--- Instructions to follow ---
Within the records, which lines hold the string "provided"? Report each one by copying it.

--- Extracted information ---
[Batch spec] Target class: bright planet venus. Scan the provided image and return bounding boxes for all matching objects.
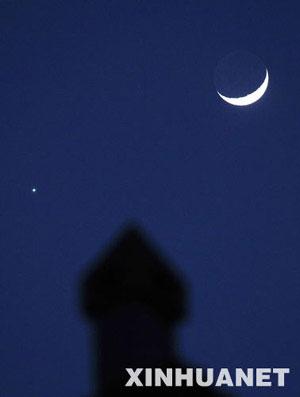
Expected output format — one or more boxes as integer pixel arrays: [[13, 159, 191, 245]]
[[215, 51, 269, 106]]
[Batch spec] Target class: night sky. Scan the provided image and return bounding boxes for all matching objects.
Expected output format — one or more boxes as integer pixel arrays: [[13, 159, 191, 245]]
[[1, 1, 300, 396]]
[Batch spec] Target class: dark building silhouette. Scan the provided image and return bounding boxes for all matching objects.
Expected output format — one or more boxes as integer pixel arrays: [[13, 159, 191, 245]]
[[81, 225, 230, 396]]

--

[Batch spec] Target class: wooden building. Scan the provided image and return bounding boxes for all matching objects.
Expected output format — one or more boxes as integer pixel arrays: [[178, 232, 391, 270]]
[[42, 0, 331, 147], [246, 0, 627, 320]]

---

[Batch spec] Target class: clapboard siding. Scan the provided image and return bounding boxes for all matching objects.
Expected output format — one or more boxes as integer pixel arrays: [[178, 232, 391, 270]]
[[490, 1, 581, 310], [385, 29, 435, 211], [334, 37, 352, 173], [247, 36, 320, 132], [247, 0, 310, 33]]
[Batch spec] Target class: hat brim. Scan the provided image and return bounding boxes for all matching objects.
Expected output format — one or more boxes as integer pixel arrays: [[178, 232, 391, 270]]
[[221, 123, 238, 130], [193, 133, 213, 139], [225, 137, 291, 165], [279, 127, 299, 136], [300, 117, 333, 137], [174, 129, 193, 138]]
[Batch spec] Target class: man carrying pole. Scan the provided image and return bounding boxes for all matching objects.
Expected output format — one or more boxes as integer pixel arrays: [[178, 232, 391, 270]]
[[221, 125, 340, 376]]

--- Answer section ---
[Batch spec] Target class: bright planet venus. Scan the provided image and return bounding boxes for all matching objects.
[Batch spec] Target class: night sky. Scan the provided image and return bounding boxes for all matching objects.
[Batch spec] Target class: dark building silhouette. Scan the provided image and return bounding boxes for all matching objects.
[Batch spec] Target class: wooden building. Scan the provided image and return bounding boxes for all matching objects.
[Batch spec] Target class: clapboard siding. Scan the provided image and return bounding boxes for all matching objects.
[Batch spec] Target class: hat brim. Scan the provided image and return bounding boxes for all matching objects.
[Batch spec] Target class: man carrying pole. Scan the provided image and return bounding boxes for all matching objects.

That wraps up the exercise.